WORK TO DO - Format the lines below as a JSON array of strings, one string per line, and omit blank lines.

PROVIDED MATERIAL -
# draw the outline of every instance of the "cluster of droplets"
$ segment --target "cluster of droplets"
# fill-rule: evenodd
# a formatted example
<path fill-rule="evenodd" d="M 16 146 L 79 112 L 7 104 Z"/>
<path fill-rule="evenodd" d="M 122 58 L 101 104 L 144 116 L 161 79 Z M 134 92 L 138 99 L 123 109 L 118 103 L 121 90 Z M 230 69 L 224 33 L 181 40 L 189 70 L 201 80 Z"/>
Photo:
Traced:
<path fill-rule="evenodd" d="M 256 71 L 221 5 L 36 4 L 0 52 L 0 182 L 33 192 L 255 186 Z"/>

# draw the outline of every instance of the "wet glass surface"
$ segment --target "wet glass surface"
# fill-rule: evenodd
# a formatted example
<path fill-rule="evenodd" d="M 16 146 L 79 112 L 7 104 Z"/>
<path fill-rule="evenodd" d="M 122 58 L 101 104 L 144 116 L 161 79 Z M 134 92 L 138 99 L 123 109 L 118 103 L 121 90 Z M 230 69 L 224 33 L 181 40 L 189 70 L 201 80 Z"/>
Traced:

ANSWER IN FULL -
[
  "# draw the outline of every instance of the \"cluster of droplets\"",
  "$ segment --target \"cluster of droplets\"",
  "# fill-rule: evenodd",
  "# a formatted example",
  "<path fill-rule=\"evenodd\" d=\"M 16 146 L 79 112 L 7 104 Z\"/>",
  "<path fill-rule=\"evenodd\" d=\"M 122 58 L 101 104 L 144 116 L 161 79 Z M 134 92 L 138 99 L 123 109 L 118 103 L 121 90 Z M 230 69 L 224 33 L 181 40 L 189 70 L 201 80 Z\"/>",
  "Photo:",
  "Traced:",
  "<path fill-rule=\"evenodd\" d=\"M 256 71 L 221 5 L 36 4 L 0 52 L 0 182 L 33 192 L 255 186 Z\"/>",
  "# draw the outline of every instance of the \"wet glass surface\"",
  "$ segment --target \"wet glass surface\"",
  "# fill-rule: evenodd",
  "# a formatted example",
  "<path fill-rule=\"evenodd\" d=\"M 16 146 L 79 112 L 7 104 Z\"/>",
  "<path fill-rule=\"evenodd\" d=\"M 122 58 L 101 104 L 144 116 L 161 79 Z M 134 92 L 138 99 L 123 109 L 118 103 L 121 90 Z M 230 69 L 224 33 L 181 40 L 189 70 L 201 80 Z\"/>",
  "Traced:"
]